> [Extracted text]:
——

THE healing power of adaptive sports to help ex-serving Australian Defence Force (ADF) personnel will be adopted as a key measure to support the wounded, injured and ill (WII) community, with the announcement of a ‘sports cell’ by the Minister for Veterans’ Affairs and Defence Personnel, Darren Chester today.
Mr Chester said adaptive sport has proven to be a positive aid for ex-serving personnel who are transitioning to civilian life, and for veterans and ADF personnel as part of their rehabilitation. As well as health benefits, sport creates a sense community which is so important to wellbeing post active service.
“The formation of the Australian Defence Force (ADF) Sports Cell, led by the Department of Defence with support from the Department of Veterans’ Affairs (DVA), will channel serving and ex-serving members into national and international adaptive and non-adaptive sports programs, including the Invictus Games,” Mr Chester said.
“Transitioning from the ADF into civilian life can be a challenging time for our personnel, especially if this is for medical reasons and as a Government we are committed to supporting them through this process.
“Sport is also the perfect platform to be active, build a sense of community and forge the friendships which play a big part of service in the Australian Defence Force, which is often a missing factor when re-entering civilian life.
“Like most of the world has seen this past week through the Invictus Games, it is truly inspiring to watch how powerful sport has been in motivating the recovery of our ex-serving personnel, enabling them to accomplish the greatest feats on an international stage.”
The ADF Sports Cell will support the initiative being proposed by the Returned and Services League (RSL), working with likeminded ex-service organisations, to implement the Veteran’s Sports Australia Program as a legacy of the Invictus Games 2018. The Cell will also foster an alumni community that enables some past competitors to become volunteer mentors, coaches and sports administrators.

——

> [Entries shown]:
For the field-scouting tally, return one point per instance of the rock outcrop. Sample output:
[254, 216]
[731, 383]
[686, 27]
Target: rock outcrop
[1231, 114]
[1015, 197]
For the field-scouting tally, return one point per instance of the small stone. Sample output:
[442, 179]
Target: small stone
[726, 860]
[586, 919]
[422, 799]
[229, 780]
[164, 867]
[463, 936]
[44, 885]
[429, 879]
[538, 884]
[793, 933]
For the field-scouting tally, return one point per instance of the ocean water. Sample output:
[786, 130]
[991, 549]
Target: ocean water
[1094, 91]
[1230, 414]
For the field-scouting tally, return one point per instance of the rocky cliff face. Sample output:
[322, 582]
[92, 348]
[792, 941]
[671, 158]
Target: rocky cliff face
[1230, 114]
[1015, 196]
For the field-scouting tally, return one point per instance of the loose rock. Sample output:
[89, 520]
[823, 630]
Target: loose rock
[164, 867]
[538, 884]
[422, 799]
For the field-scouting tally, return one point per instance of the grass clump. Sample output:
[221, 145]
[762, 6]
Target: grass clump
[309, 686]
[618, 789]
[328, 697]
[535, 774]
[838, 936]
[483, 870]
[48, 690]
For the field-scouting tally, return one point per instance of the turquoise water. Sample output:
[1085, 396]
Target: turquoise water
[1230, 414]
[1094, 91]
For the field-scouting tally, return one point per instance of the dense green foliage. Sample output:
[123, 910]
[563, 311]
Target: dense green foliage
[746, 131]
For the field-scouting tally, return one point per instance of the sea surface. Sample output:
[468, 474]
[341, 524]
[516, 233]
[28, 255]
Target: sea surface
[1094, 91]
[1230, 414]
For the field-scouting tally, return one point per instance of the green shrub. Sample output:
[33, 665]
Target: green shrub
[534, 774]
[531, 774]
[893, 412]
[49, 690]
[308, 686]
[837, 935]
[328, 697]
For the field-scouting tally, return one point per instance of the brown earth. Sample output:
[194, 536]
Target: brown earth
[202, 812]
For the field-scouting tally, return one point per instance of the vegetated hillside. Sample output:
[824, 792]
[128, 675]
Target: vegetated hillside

——

> [Assigned task 1]:
According to the ADF Sports Cell announcement, what roles will the alumni community enable some past competitors to take on? List all of them.
> [Assigned task 2]:
Continue the ADF Sports Cell announcement from its last sentence.

> [Result 1]:
Volunteer mentors, coaches and sports administrators.

> [Result 2]:
“Our Government is putting veterans and their families first and provides more than $11.2 billion each year to deliver the essential services and programs they rely on, but there is more to be done,” Mr Chester said.
“By working together with veterans, their families and the organisations which support them we will can ensure we deliver the best possible after care for transitioning members.”
James Brown President of the Returned and Services League NSW, said veterans family is stronger when it works together.
“The power of sport to heal and bind us as a community is incredible. For many veterans, it is a lifeline. Supporting veteran health and wellbeing is critical and Veteran Sport Australia will achieve this through sport.”
Funding and support for the initiative is being provided by RSL NSW and ClubsNSW - both of whom are Founding Partners of Invictus Games Sydney 2018.
“ClubsNSW is thrilled to support Veteran Sport Australia – a program which, like the Invictus Games Sydney 2018, will use the power of sport to improve the lives of injured and sick servicemen and women,” said ClubsNSW CEO Anthony Ball.
“The club industry takes great pride in the practical support it lends to the veteran community. This program is just another example of our determination to help our wounded warriors transition back into civilian life.”